▸ WORK REQUIRED:
Please state how many of the lines below contain the string "wavy", with case counting, and give only the number.

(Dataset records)
● ● ●

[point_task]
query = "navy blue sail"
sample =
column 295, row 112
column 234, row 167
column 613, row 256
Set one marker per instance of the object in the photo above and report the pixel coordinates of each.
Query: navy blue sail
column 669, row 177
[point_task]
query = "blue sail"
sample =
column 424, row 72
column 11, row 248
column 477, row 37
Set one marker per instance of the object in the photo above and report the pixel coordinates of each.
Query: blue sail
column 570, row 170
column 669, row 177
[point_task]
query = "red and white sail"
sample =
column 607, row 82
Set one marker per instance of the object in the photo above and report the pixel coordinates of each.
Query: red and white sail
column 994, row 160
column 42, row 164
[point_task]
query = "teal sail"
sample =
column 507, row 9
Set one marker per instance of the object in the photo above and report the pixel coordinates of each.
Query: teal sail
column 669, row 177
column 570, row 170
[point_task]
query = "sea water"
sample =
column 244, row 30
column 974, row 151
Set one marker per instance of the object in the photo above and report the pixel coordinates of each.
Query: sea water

● ● ●

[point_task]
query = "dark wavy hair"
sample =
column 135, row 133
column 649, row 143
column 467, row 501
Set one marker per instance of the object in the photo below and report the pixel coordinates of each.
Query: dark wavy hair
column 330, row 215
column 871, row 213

● ● ●

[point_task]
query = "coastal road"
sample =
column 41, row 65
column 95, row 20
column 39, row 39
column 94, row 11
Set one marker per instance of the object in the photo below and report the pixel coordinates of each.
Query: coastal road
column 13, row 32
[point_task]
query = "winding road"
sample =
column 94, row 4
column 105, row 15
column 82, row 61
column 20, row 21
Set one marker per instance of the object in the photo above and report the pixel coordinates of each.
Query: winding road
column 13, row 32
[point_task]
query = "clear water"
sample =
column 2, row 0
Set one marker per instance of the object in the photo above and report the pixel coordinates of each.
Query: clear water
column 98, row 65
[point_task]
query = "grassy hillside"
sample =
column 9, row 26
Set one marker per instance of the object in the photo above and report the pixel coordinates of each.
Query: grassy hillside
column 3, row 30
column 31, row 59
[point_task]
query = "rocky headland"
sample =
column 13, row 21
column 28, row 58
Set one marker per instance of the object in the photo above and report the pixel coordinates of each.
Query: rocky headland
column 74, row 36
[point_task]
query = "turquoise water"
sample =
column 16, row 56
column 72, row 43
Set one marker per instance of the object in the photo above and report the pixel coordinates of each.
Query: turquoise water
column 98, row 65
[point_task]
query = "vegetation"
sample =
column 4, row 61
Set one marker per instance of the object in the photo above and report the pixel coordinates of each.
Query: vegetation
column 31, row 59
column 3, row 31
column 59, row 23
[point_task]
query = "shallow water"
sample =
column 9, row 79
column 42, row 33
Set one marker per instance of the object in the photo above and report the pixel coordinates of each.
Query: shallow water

● ● ●

▸ COMPLETE RESPONSE:
2